[Entries for labeling bounding boxes]
▬▬▬▬▬▬▬▬▬▬

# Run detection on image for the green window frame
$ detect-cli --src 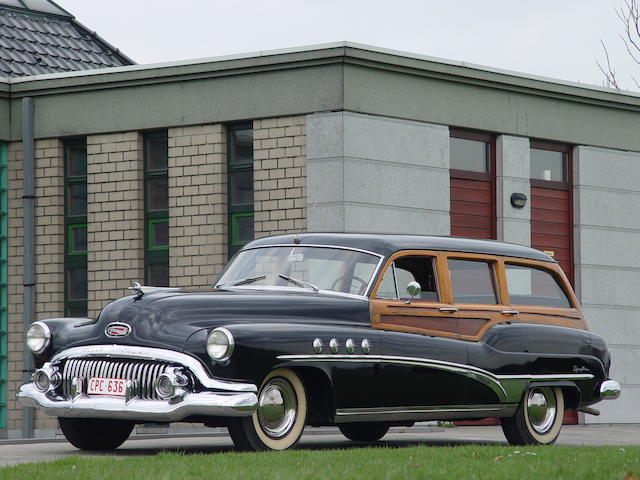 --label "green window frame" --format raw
[227,123,254,258]
[144,130,169,287]
[63,138,88,317]
[0,143,8,432]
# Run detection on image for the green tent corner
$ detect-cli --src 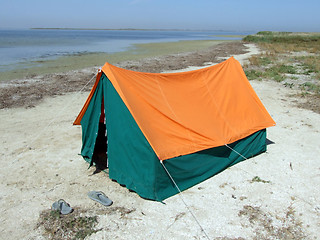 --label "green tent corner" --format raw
[75,59,274,201]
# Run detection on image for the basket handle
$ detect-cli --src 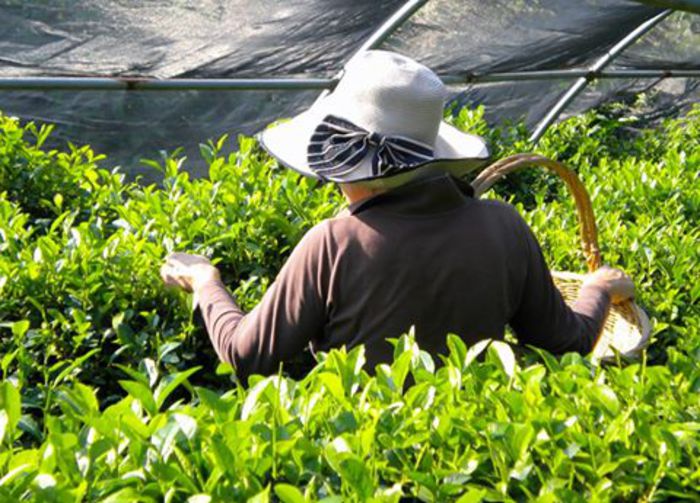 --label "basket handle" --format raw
[472,153,601,272]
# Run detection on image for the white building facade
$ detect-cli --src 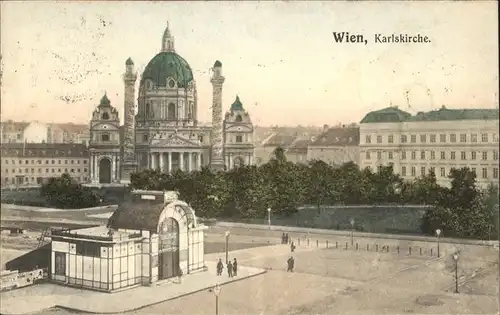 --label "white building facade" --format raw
[360,106,499,187]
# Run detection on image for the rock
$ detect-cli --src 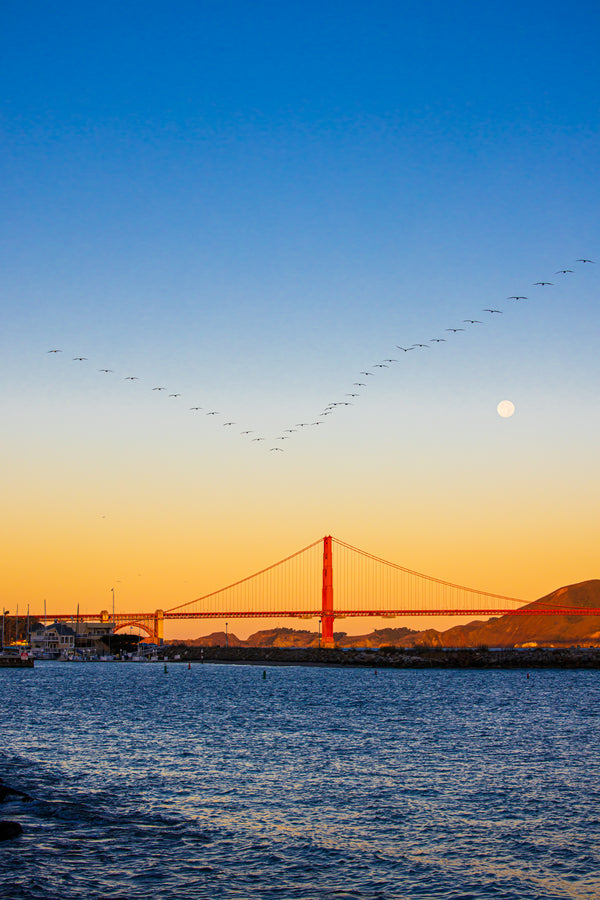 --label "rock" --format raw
[0,822,23,841]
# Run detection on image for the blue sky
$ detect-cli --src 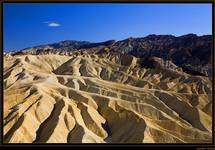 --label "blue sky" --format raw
[3,3,212,51]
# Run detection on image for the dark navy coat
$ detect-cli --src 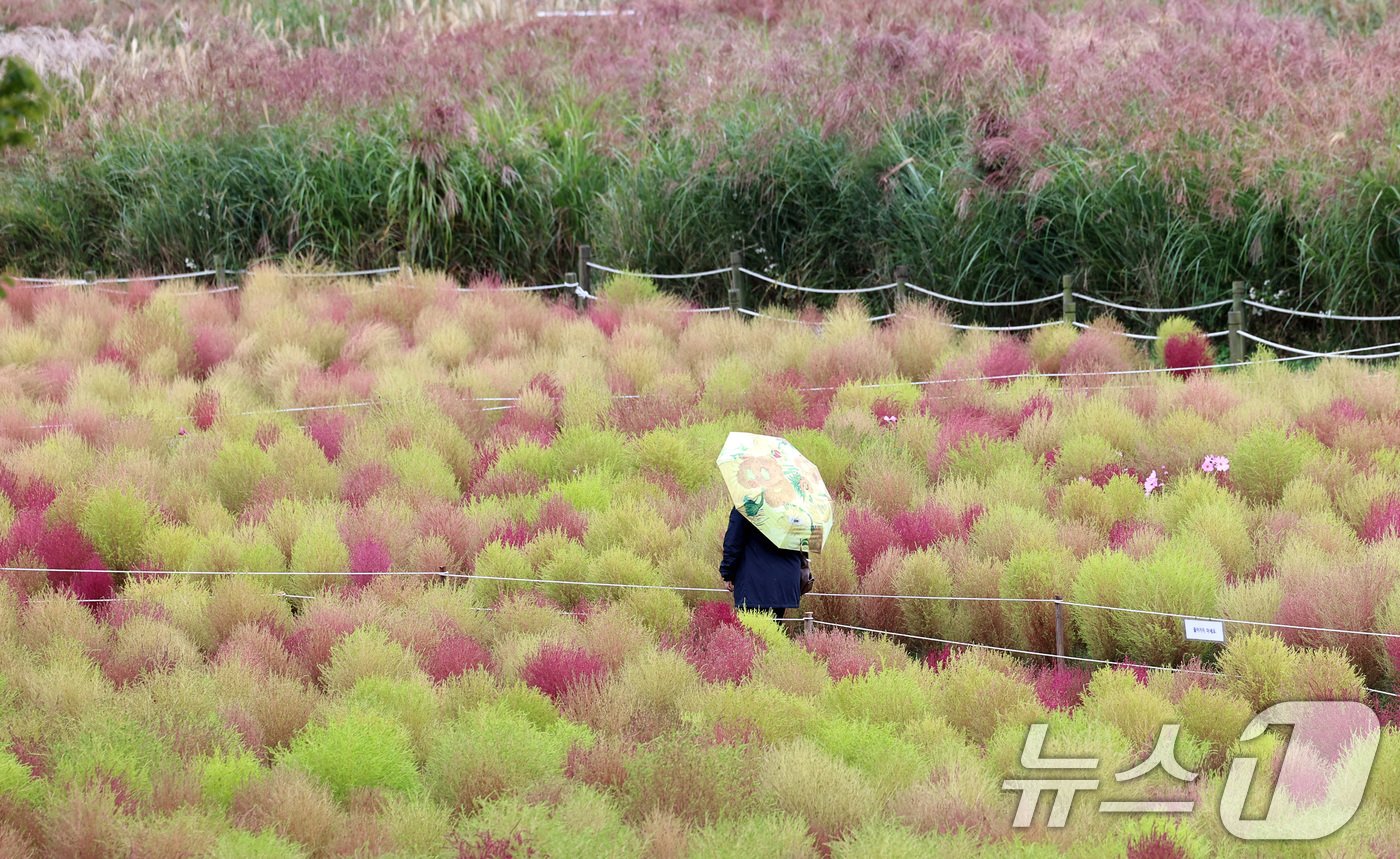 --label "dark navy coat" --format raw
[720,509,802,609]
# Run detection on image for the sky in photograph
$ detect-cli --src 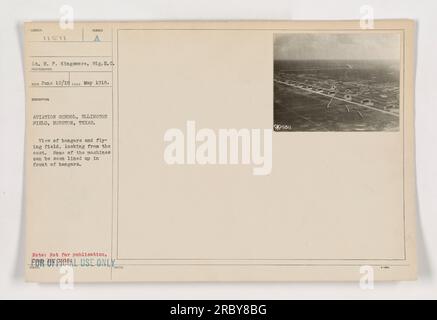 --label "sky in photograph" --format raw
[274,33,400,60]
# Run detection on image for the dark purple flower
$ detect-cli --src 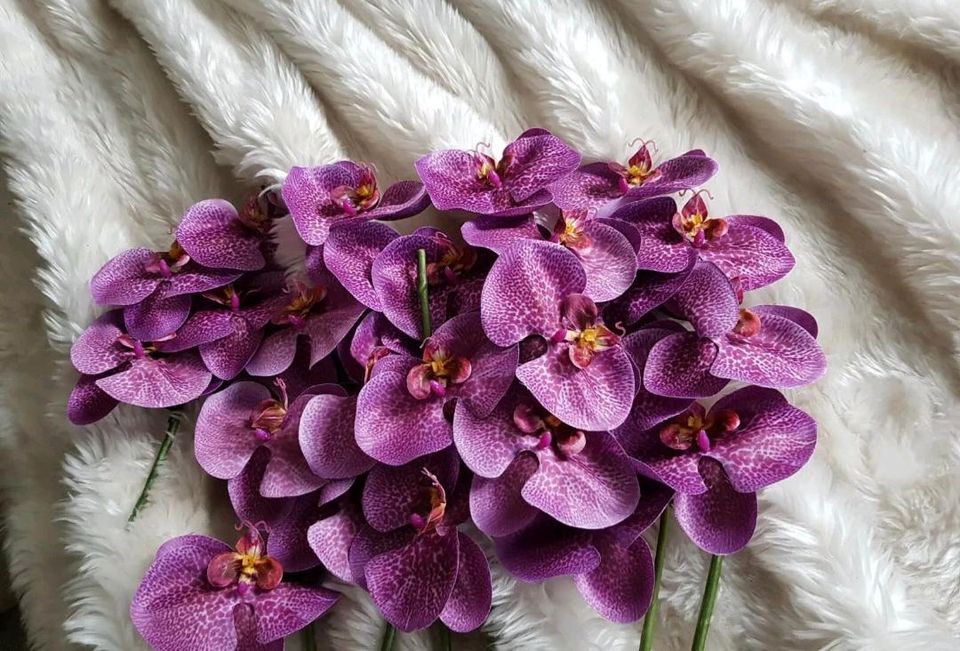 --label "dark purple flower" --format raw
[453,387,640,536]
[372,228,485,340]
[621,387,817,554]
[177,196,272,271]
[495,481,672,623]
[67,310,212,424]
[643,261,827,398]
[194,380,343,497]
[130,527,338,651]
[480,241,636,431]
[162,271,289,380]
[283,161,430,246]
[550,142,717,213]
[350,450,492,632]
[461,210,637,301]
[247,271,364,377]
[611,192,794,291]
[356,312,518,465]
[90,242,240,341]
[415,129,580,216]
[227,448,353,572]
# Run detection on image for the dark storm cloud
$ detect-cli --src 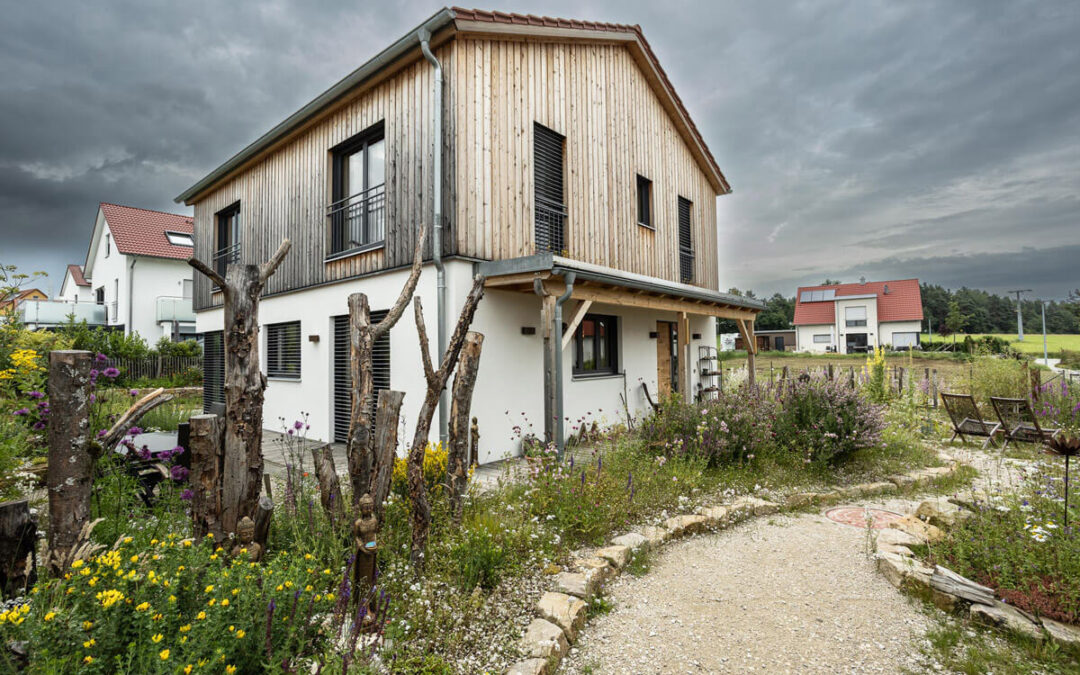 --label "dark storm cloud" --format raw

▬▬▬▬▬▬▬▬▬▬

# Required work
Tally the lines of the records that contain the string "image", with case counting, and give only the number.

# The result
10